_Goal:_
Render every line of the records below as a JSON list of strings, one string per line, with blank lines skipped. Leave the pictures out.

_Provided information:_
□ □ □
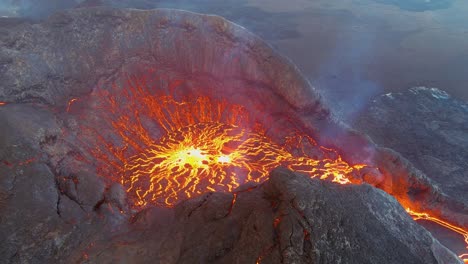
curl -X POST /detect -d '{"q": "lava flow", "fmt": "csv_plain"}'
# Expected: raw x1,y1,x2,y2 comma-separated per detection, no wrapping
75,74,468,258
76,75,363,207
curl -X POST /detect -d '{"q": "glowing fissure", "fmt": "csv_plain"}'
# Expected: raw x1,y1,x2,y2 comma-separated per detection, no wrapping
406,208,468,263
75,75,468,263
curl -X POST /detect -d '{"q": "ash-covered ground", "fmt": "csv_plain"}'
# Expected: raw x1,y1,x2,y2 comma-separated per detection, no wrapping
0,3,468,263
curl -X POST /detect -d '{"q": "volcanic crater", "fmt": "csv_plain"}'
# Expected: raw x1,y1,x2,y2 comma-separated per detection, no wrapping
0,8,468,263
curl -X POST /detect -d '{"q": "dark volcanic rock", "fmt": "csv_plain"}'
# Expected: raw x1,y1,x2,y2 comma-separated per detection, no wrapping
354,87,468,209
77,169,461,264
0,8,468,263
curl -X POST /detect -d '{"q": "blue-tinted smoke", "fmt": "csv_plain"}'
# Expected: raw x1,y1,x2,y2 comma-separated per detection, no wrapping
311,25,382,124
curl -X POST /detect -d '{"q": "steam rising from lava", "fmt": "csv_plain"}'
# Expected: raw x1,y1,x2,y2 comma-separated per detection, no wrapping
67,73,468,263
75,75,364,207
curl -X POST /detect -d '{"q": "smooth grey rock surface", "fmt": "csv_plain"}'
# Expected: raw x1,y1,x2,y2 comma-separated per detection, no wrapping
354,87,468,205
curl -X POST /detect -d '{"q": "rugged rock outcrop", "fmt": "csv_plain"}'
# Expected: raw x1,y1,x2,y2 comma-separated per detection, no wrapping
0,8,468,263
354,87,468,209
74,168,461,264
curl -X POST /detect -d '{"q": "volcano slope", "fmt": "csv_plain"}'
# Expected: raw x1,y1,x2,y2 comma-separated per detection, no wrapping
0,8,468,263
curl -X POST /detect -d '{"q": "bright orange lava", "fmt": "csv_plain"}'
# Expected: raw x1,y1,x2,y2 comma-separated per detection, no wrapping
78,75,468,262
406,208,468,263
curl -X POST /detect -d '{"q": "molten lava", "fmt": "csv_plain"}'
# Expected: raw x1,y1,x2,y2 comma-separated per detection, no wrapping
75,75,468,262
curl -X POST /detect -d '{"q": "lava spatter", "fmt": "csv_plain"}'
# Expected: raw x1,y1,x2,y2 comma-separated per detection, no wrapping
75,73,468,258
75,75,362,207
□ □ □
_Answer to this problem:_
[
  "curl -X POST /detect -d '{\"q\": \"lava flow\", \"fmt\": \"csv_plain\"}'",
  "# Expected: raw x1,y1,x2,y2 comma-separated per detection, no wrapping",
  "75,74,468,258",
  "76,75,363,207",
  "curl -X POST /detect -d '{\"q\": \"glowing fissure\", \"fmt\": \"csv_plain\"}'",
  "# Expected: raw x1,y1,x2,y2 comma-separated per detection, no wrapping",
  "406,208,468,263",
  "75,75,468,263",
  "curl -X POST /detect -d '{\"q\": \"ash-covered ground\", \"fmt\": \"csv_plain\"}'",
  "# Expected: raw x1,y1,x2,y2 comma-separated per detection, no wrapping",
  "0,3,468,263",
  "curl -X POST /detect -d '{\"q\": \"volcanic crater\", \"fmt\": \"csv_plain\"}'",
  "# Expected: raw x1,y1,x2,y2 comma-separated per detection, no wrapping",
  "0,8,468,263",
  "curl -X POST /detect -d '{\"q\": \"dark volcanic rock\", \"fmt\": \"csv_plain\"}'",
  "# Expected: raw x1,y1,x2,y2 comma-separated per detection, no wrapping",
  "354,87,468,209",
  "77,169,461,264",
  "0,8,468,263",
  "curl -X POST /detect -d '{\"q\": \"blue-tinted smoke\", \"fmt\": \"csv_plain\"}'",
  "# Expected: raw x1,y1,x2,y2 comma-separated per detection, no wrapping",
  "311,25,382,124",
  "curl -X POST /detect -d '{\"q\": \"steam rising from lava\", \"fmt\": \"csv_plain\"}'",
  "# Expected: raw x1,y1,x2,y2 comma-separated per detection, no wrapping",
  "67,73,468,263",
  "75,75,364,207",
  "curl -X POST /detect -d '{\"q\": \"smooth grey rock surface\", \"fmt\": \"csv_plain\"}'",
  "# Expected: raw x1,y1,x2,y2 comma-separated per detection, no wrapping",
  "354,87,468,205",
  "curl -X POST /detect -d '{\"q\": \"rugged rock outcrop\", \"fmt\": \"csv_plain\"}'",
  "# Expected: raw x1,y1,x2,y2 comma-separated per detection, no wrapping",
  "0,8,468,263",
  "354,87,468,209",
  "74,168,461,264",
  "curl -X POST /detect -d '{\"q\": \"volcano slope\", \"fmt\": \"csv_plain\"}'",
  "# Expected: raw x1,y1,x2,y2 comma-separated per detection, no wrapping",
  "0,8,468,263",
  "curl -X POST /detect -d '{\"q\": \"bright orange lava\", \"fmt\": \"csv_plain\"}'",
  "# Expected: raw x1,y1,x2,y2 comma-separated per detection, no wrapping",
  "78,75,468,262",
  "406,208,468,263",
  "curl -X POST /detect -d '{\"q\": \"molten lava\", \"fmt\": \"csv_plain\"}'",
  "# Expected: raw x1,y1,x2,y2 comma-separated per detection, no wrapping",
  "75,75,468,262",
  "curl -X POST /detect -d '{\"q\": \"lava spatter\", \"fmt\": \"csv_plain\"}'",
  "# Expected: raw x1,y1,x2,y2 comma-separated per detection, no wrapping",
  "75,73,468,258",
  "75,75,362,207"
]